Source records Start Marker

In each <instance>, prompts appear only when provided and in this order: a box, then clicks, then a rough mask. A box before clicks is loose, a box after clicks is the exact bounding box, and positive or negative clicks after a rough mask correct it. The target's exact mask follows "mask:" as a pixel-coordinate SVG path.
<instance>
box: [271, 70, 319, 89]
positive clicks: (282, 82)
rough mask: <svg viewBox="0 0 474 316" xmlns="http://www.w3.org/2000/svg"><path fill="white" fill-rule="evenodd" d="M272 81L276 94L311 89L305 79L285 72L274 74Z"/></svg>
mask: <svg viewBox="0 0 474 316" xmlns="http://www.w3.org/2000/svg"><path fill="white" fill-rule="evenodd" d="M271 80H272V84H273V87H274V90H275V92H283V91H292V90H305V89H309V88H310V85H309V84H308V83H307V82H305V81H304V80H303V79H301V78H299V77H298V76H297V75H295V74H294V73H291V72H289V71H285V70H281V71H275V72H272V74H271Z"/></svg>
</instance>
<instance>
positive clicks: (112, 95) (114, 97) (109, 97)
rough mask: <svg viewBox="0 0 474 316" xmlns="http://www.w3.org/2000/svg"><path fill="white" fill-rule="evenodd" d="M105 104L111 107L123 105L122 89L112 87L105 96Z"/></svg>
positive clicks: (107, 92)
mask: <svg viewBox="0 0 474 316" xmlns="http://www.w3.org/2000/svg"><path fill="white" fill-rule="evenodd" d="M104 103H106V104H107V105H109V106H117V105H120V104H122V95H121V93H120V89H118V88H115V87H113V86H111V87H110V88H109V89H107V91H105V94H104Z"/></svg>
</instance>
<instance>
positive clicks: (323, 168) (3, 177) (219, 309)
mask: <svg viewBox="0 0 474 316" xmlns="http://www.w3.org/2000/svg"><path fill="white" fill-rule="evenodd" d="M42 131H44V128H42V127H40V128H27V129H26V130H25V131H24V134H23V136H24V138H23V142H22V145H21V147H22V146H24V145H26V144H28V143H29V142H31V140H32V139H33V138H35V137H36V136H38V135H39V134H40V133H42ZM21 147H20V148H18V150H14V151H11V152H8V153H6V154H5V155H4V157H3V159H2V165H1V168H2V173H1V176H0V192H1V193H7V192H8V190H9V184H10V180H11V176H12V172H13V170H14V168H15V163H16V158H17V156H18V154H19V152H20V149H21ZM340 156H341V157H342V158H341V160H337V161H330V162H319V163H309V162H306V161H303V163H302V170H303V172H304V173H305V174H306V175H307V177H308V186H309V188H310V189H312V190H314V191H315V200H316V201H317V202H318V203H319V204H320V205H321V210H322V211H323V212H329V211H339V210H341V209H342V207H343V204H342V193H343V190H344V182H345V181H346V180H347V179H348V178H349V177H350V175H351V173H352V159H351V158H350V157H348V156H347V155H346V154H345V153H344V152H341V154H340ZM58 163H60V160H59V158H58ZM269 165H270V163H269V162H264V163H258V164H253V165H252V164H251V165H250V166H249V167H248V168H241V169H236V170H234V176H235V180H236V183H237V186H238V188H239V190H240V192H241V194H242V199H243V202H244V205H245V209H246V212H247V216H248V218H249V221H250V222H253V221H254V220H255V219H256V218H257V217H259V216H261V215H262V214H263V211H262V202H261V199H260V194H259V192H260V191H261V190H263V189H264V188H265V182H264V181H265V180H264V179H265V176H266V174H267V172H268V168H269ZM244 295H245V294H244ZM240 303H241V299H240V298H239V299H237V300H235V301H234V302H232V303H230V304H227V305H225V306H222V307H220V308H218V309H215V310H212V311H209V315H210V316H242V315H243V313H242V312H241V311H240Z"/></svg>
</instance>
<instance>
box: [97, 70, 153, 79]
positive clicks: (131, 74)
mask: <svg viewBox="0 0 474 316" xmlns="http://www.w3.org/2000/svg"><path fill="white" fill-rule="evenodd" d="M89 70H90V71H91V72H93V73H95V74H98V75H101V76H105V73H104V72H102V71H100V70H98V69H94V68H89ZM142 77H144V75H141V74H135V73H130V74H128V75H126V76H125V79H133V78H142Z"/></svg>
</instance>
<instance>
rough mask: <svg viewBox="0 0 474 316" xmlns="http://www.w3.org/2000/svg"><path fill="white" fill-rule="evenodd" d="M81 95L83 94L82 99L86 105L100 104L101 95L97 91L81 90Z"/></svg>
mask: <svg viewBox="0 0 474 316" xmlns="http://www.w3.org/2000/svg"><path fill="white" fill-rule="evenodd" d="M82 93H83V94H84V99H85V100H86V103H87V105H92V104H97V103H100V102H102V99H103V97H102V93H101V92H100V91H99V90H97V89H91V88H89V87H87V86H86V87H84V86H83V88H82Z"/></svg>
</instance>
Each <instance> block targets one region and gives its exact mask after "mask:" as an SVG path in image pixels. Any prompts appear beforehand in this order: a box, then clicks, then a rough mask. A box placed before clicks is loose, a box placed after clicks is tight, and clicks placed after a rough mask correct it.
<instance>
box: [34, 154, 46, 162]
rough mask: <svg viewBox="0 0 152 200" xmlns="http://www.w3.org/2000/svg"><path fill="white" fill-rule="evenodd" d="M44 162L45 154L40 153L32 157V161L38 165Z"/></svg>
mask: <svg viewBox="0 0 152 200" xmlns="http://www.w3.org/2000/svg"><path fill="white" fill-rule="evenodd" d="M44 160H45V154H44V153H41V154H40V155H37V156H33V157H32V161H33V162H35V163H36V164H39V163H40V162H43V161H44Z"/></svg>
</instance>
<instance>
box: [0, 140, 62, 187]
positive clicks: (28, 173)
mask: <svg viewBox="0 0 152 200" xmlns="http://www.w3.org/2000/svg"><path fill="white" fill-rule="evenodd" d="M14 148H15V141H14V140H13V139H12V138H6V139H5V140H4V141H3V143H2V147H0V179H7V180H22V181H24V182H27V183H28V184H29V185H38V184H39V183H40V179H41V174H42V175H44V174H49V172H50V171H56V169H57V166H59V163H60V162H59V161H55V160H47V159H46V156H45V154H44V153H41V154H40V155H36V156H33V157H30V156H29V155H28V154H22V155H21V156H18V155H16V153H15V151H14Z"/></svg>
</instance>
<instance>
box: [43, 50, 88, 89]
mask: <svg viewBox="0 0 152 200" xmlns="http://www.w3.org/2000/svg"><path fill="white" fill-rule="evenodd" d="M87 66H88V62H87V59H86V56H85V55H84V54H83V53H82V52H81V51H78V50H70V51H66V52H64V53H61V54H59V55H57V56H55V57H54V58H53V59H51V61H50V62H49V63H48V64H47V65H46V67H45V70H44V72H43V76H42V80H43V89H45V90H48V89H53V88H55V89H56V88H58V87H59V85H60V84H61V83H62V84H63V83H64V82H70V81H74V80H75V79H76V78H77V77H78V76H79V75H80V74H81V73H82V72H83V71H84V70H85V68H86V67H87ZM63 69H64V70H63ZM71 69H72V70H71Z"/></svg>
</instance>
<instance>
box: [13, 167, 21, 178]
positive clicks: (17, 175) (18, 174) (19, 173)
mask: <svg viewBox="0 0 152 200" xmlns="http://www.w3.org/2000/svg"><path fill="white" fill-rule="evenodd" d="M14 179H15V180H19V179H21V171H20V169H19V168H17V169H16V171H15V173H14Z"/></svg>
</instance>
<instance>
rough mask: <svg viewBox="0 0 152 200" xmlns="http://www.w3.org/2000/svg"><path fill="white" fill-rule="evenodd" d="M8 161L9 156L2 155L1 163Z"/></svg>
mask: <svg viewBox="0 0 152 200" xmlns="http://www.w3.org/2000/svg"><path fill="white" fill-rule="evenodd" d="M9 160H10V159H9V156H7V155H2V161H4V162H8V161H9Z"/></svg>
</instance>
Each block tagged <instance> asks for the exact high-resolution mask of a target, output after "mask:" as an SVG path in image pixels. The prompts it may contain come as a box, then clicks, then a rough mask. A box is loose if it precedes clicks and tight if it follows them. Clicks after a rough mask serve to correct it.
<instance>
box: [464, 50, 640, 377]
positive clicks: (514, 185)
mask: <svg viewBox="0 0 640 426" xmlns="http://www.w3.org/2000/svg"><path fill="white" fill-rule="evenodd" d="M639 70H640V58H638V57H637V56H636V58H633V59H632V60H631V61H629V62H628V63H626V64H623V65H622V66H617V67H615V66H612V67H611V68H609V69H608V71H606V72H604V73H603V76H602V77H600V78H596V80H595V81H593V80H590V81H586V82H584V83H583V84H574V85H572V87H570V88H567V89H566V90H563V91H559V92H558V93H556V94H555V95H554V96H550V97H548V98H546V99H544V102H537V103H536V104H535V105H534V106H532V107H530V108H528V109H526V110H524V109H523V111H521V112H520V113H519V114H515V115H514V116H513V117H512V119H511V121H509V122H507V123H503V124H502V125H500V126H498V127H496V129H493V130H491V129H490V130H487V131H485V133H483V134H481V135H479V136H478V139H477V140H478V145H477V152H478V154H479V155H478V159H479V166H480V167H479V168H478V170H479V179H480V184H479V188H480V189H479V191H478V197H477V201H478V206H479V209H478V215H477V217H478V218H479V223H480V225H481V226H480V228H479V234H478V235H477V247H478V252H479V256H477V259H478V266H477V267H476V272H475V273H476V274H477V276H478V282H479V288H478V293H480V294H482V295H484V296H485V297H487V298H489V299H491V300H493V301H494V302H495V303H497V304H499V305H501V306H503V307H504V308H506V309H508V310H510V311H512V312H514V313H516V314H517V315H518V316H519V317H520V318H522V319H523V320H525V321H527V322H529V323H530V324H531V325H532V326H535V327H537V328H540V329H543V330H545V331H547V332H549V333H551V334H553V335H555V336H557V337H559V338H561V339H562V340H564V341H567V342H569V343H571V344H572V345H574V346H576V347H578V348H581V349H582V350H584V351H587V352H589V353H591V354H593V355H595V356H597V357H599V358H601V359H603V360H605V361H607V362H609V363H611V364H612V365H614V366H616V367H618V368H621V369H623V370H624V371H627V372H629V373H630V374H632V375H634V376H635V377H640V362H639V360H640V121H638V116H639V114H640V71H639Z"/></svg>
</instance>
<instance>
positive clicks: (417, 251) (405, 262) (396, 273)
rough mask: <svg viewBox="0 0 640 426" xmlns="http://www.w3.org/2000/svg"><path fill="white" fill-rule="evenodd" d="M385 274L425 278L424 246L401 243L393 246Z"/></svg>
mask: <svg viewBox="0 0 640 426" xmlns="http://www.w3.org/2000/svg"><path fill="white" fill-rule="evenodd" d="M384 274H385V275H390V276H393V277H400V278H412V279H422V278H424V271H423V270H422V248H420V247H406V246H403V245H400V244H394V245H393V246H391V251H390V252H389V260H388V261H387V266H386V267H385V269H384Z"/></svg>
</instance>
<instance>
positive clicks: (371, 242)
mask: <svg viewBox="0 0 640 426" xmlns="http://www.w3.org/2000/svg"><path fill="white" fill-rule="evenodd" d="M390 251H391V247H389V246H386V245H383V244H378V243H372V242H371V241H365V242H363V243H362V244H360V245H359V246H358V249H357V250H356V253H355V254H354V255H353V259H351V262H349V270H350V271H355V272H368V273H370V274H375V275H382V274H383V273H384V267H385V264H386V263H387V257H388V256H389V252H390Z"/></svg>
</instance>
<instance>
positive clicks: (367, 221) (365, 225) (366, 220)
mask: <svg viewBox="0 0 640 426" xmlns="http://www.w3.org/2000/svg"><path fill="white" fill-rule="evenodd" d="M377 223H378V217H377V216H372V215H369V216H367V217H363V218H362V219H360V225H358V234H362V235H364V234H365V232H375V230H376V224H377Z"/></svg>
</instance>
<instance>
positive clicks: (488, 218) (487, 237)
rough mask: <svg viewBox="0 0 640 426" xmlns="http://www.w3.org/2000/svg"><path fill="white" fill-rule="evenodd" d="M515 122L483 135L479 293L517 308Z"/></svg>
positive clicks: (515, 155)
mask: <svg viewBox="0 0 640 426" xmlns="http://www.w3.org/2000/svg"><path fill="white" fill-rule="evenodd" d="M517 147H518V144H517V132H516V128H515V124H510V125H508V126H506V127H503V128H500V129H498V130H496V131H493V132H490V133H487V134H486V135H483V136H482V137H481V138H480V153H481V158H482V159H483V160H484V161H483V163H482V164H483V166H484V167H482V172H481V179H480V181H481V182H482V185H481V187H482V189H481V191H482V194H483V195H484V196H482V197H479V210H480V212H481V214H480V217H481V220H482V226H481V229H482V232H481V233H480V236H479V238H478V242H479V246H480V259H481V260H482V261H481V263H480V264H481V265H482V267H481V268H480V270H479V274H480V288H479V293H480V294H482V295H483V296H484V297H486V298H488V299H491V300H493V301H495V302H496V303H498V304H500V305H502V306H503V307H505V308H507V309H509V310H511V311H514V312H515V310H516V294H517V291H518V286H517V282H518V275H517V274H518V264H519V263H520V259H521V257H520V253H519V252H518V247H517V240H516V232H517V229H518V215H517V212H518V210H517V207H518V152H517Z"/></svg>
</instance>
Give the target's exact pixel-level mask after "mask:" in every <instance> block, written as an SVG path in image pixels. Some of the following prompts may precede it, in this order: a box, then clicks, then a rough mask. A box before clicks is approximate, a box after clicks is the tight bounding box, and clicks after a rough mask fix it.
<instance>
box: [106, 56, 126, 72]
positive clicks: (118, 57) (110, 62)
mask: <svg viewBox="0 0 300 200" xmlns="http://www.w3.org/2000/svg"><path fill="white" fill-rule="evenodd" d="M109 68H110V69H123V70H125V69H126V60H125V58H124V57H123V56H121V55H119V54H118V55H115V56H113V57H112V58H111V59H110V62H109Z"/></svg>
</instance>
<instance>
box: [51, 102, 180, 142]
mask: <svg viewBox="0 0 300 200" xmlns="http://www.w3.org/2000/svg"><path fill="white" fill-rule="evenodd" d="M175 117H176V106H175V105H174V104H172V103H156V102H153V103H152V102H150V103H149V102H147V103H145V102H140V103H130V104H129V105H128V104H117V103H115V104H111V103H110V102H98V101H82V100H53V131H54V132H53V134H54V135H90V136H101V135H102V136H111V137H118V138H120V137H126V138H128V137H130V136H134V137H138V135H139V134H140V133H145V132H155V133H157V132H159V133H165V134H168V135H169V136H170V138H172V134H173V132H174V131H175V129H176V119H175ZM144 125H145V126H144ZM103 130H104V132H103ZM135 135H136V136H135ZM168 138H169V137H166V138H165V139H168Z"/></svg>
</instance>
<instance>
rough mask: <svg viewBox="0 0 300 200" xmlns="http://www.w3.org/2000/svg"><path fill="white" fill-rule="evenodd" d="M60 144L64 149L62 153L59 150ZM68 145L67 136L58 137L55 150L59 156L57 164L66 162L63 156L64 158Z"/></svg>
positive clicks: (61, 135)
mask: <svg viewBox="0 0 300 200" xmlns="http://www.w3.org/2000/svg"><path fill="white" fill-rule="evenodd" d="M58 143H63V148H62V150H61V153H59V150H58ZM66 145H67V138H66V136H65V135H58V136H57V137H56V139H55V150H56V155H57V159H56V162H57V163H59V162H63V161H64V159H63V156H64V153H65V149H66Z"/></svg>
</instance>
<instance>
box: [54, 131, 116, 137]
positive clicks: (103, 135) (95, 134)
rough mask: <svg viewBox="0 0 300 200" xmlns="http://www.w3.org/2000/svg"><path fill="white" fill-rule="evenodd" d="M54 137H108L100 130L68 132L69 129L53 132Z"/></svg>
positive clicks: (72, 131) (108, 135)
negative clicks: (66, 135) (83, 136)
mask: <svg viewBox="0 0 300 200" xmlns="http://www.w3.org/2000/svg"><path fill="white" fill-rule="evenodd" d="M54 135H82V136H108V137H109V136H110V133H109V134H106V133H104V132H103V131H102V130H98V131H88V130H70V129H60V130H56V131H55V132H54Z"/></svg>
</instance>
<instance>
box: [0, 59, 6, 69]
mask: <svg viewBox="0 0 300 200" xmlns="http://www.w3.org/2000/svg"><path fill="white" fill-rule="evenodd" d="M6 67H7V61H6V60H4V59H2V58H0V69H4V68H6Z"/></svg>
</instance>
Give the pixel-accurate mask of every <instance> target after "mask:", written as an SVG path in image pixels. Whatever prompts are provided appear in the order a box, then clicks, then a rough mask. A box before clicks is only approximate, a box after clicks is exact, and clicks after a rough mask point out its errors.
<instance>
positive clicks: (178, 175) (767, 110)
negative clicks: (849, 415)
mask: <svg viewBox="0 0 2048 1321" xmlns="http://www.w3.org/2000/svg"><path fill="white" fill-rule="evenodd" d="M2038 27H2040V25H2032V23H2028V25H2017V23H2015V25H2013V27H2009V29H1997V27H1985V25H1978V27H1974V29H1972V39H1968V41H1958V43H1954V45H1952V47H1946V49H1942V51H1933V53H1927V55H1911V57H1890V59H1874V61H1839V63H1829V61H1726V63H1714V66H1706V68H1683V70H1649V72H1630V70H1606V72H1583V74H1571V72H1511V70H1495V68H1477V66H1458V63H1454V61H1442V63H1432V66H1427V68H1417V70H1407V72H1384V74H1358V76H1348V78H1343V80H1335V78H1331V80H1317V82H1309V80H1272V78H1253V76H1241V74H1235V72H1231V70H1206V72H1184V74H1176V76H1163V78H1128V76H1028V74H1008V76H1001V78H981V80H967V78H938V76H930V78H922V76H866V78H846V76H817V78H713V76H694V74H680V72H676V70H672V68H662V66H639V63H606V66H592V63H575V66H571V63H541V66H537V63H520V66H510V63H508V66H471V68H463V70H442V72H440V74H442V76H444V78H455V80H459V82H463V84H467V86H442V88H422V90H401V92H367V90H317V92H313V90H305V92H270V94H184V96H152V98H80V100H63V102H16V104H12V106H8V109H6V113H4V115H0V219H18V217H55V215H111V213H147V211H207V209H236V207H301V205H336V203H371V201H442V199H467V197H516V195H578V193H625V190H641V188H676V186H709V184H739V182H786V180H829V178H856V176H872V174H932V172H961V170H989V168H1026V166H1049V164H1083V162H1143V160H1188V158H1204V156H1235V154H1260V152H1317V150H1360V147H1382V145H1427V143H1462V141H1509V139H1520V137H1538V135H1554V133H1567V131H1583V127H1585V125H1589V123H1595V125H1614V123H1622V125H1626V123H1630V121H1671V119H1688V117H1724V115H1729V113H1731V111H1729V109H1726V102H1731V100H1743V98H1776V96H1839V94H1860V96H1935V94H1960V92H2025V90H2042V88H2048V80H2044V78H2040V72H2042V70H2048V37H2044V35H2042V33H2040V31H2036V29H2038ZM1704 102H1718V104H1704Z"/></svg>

Source records End Marker

## Problem to solve
Rewrite the stretch from the start of the material through the line containing "81L276 94L311 89L305", substituting "foreground clicks" for "positive clicks" and leaving everything else unchanged.

## Answer below
In each <instance>, prompts appear only when provided and in this order: a box, then clicks, then a rough mask. A box before clicks is loose, a box after clicks is the exact bounding box, and positive or negative clicks after a rough mask correct it. The target's exact mask follows "mask:" as a pixel-coordinate SVG path.
<instance>
box: [271, 70, 319, 89]
foreground clicks: (282, 82)
rough mask: <svg viewBox="0 0 474 316" xmlns="http://www.w3.org/2000/svg"><path fill="white" fill-rule="evenodd" d="M272 81L276 94L311 89L305 79L285 72L274 74Z"/></svg>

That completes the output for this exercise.